▶ **Passage**
══════════════════════════════

Sharing Strategies and Exploring Opportunities for Agriculture in an Era of Climate Change

On February 1, 2012, nearly 100 Yolo County farmers and ranchers, policymakers and other members of the agricultural community convened at the University of California, Davis to discuss findings from a report focused on agriculture and climate change. The report, a collaborative effort by researchers at UC Davis and a range of stakeholders, is intended to help local farmers and policymakers better plan for the future while generating strategies and planning information applicable to Yolo and other California counties. In addition to examining the study’s findings, the meeting was intended to provide an opportunity for feedback from farmers about ongoing mitigation efforts (reducing greenhouse gasses in the atmosphere) and adaptation strategies (efforts to minimize local and global impacts) in Yolo County. The meeting also provided a venue for farmers to discuss particular challenges and opportunities associated with a changing climate.

Participants at a public meeting on climate and agriculture.

══════════════════════════════

▶ **To be done**
Answer these questions using the passage above about the Yolo County meeting on agriculture and climate change.
(a) On what date was the meeting held, and where?
(b) Who produced the report discussed at the meeting?
(c) What does the passage give as the meaning of mitigation efforts?

══════════════════════════════

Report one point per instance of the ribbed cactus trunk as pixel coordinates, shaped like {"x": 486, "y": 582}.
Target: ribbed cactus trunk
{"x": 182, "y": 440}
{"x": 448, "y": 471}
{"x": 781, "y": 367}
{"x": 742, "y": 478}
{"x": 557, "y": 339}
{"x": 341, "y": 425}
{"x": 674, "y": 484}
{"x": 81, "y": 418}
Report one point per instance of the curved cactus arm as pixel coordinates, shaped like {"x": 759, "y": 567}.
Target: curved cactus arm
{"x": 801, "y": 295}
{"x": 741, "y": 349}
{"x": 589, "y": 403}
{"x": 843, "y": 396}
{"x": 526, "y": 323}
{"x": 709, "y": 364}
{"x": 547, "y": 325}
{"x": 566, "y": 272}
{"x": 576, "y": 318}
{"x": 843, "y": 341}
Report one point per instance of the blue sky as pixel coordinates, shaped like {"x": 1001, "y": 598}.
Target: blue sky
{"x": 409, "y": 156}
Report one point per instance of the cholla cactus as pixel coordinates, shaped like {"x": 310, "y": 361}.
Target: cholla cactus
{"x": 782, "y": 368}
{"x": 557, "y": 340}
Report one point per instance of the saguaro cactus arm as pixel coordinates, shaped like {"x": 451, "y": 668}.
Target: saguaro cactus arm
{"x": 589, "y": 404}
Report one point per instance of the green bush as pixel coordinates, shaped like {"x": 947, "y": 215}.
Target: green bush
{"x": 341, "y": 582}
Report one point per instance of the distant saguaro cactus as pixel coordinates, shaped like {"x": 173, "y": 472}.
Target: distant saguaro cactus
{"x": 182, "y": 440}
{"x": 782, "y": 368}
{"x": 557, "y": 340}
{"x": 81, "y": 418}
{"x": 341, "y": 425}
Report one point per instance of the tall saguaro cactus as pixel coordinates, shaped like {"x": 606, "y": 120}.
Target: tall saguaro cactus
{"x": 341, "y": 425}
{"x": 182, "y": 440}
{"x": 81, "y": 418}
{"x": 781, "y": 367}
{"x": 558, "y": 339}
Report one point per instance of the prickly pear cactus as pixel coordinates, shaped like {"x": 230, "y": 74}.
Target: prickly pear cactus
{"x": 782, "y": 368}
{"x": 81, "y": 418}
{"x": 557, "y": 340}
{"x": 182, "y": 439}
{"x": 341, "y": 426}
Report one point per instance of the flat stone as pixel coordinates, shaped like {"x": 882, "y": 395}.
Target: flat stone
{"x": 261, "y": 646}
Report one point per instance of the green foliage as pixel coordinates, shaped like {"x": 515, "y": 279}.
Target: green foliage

══════════════════════════════

▶ **Complete output**
(a) February 1, 2012, at the University of California, Davis.
(b) Researchers at UC Davis together with a range of stakeholders.
(c) Reducing greenhouse gasses in the atmosphere.